● **Material supplied**
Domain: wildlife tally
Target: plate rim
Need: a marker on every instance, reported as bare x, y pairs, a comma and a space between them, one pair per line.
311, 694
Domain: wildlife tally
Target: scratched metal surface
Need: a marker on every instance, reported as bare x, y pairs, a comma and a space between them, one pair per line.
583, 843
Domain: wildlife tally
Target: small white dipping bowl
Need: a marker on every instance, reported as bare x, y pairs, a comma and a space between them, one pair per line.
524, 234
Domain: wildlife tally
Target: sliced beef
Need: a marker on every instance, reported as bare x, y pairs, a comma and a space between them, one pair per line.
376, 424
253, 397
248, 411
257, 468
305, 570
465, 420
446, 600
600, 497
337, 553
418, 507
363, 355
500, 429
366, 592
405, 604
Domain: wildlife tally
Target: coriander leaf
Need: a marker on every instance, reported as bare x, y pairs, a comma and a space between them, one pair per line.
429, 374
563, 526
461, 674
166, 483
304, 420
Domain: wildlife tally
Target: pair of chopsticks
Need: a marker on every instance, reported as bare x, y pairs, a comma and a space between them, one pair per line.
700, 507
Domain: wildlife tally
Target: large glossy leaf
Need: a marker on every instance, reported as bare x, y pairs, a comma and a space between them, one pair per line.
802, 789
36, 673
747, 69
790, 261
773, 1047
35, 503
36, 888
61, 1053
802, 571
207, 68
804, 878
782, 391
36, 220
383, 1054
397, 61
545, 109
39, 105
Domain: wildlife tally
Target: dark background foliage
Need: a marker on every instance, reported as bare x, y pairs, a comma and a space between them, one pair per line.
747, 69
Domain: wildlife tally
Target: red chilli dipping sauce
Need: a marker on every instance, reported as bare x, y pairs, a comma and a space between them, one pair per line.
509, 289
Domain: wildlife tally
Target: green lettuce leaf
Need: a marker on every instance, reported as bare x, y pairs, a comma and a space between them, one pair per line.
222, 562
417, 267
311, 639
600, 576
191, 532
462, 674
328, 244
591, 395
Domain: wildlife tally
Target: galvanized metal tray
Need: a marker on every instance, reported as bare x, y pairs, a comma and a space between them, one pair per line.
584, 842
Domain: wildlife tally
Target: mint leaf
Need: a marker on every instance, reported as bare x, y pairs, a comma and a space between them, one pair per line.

● **Written task**
All of the entries above must be quoted exactly.

● **Exercise response**
Domain: wildlife tally
Target: plate rim
Need: a marker on every instance, reported as bare x, y pairs, a comma and a space between them, one pair per line.
311, 694
Domain: wildlife tally
Target: scratched metal surface
Need: a marker on every instance, reported as bare x, y pairs, a comma and a space between them, one pair per line.
583, 843
Domain: wildlife tally
Target: small white dipping bowl
Need: a marker on every instance, reported as bare x, y pairs, a comma and a space between them, one pair per line.
524, 234
Domain: wildlife tally
Target: sliced beef
Need: a marker on every instance, reported as bare x, y pairs, a comma and a space between them, one pair per line.
376, 424
253, 397
248, 411
257, 468
305, 570
465, 420
446, 600
600, 497
337, 553
418, 507
363, 355
500, 429
366, 592
405, 604
Domain: wildlife tally
Target: coriander leaf
Need: a marker on every instance, reported as bare x, y pairs, a comma and a space between them, one pair per line.
429, 374
563, 526
461, 674
166, 483
304, 420
Domain: wildlife tally
Target: pair of chopsticks
Need: a marker on every instance, reported as bare x, y pairs, a comma and a space between them, one pair per line.
700, 507
Domain: wildlife tally
Target: large glossy leaf
Need: a marker on every instance, reported as bare x, y pairs, a comma and a space between them, one pair per line.
802, 789
36, 673
747, 69
790, 261
773, 1047
35, 503
36, 888
61, 1053
802, 571
207, 68
804, 878
782, 391
36, 220
383, 1054
397, 61
545, 109
39, 105
Domain: wildlife tally
Target: dark background foliage
Need: a marker on every instance, reported as bare x, y pairs, a comma and a space between them, one pair per line.
747, 69
Domain: wildlife tally
Target: red chilli dipping sauce
Need: a marker on every instance, reported as bare x, y pairs, a comma and a space between them, one pair per line.
509, 289
Domain: wildlife tally
Target: green lettuce leaf
Need: a marker on every instance, reported as bare x, y pairs, a comma and a space between them, one pair per line.
222, 562
417, 267
311, 639
600, 576
191, 532
462, 674
328, 244
591, 395
Domain: wildlife tally
Target: galvanized metal tray
Need: a marker on every instance, reported as bare x, y pairs, a comma and a space between them, one pair per line.
584, 842
Domain: wildlife tally
Target: mint leaf
Need: a marker on every instance, reported as bare x, y pairs, a comma and a space between them, one pair per line.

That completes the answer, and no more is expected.